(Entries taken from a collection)
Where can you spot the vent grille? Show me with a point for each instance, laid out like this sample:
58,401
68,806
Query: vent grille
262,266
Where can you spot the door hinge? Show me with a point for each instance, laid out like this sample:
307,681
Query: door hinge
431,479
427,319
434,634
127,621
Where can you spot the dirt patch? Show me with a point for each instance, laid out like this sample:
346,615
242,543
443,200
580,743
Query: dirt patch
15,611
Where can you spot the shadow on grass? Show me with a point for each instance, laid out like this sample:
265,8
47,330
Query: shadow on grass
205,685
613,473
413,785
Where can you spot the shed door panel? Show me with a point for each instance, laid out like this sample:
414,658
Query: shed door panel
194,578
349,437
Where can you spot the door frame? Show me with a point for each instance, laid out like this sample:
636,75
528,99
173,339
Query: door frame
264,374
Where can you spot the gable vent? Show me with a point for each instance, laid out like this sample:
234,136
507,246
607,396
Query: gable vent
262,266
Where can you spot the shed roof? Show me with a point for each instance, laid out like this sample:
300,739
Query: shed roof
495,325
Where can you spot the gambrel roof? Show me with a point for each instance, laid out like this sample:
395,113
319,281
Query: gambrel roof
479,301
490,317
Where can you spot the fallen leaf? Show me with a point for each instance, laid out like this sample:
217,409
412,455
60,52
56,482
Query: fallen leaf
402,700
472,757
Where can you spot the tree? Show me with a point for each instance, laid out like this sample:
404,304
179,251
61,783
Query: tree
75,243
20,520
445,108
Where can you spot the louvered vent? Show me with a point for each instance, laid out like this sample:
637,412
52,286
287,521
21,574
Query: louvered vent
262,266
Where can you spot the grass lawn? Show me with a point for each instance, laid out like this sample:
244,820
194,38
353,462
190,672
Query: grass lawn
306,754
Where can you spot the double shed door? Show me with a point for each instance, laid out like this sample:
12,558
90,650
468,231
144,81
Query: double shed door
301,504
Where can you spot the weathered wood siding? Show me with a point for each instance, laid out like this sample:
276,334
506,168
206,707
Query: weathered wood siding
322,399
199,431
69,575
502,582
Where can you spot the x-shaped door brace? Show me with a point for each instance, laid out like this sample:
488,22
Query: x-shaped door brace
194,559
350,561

* [REQUIREMENT]: Retype every entry above, word for word.

* [TASK ANSWER]:
Where can you spot the vent grille? Show me with a point for each instance, laid out like this sample:
58,401
68,806
Query: vent grille
262,266
Where can you spot the door hinge? Show me with a point for each instance, laid out like this sample:
307,681
Query: door hinge
431,479
427,319
434,634
127,621
Where can you spot the dirt patch? Show me with a point for each instance, laid out like this sample:
346,615
242,543
443,200
580,743
Query: dirt patch
15,611
Where can you spot the shadow on grass? Show me with a point for each instance, laid out like this sample:
265,8
47,330
Query: shadow on grass
205,685
613,473
413,785
Where can you spot the shed door panel? Show me with a point for each instance, laid out like this sample:
414,658
Query: shed door panel
194,578
349,437
Where can you spot the door frame? Show me with a point for each instance, laid out like this sample:
636,75
528,99
173,339
Query: door frame
264,374
Where can you spot the gable vent? Show me with a point for each instance, laid out like this sample:
234,136
507,246
607,396
Query: gable vent
262,266
Where can you spot the shed roof? Show me with a point for each instance, laid out like this sample:
300,739
Query: shed roof
495,325
Where can you spot the gambrel roof? Show me with a point for each instance, laid out like this sample:
395,113
319,281
Query: gambrel roof
479,301
490,317
Where can you spot the fallen leaf? Show me with a point for each instance, laid out like this sample:
217,409
412,455
60,52
56,482
Query: fallen leaf
402,700
472,757
Where can you spot the tree? Show me with a point for each instance, laid out like this sample:
404,304
179,251
61,783
Query: tree
75,243
20,520
445,108
Where can you spot the louvered vent? Show me with a point for each instance, laid out like this sample:
637,412
52,286
287,521
21,574
Query: louvered vent
262,266
Where can you spot the grass lawn? Show me with a point for each instance, laid out like this sample:
244,820
194,38
353,462
190,672
Query: grass lawn
306,754
Where can you spot the double shed door? Show me with a point for each instance, laid out like this sample:
12,558
90,650
468,231
144,81
Query: double shed door
301,504
Where can you spot the weathered wood siding? Show me with a point for each instance, laid out like this sample:
276,334
506,168
206,707
Query: weathered wood siding
322,399
199,431
69,575
502,582
Where can you spot the x-shaped door brace? Show me with a point for each instance, laid out like this sample:
488,22
Query: x-shaped door brace
194,559
350,561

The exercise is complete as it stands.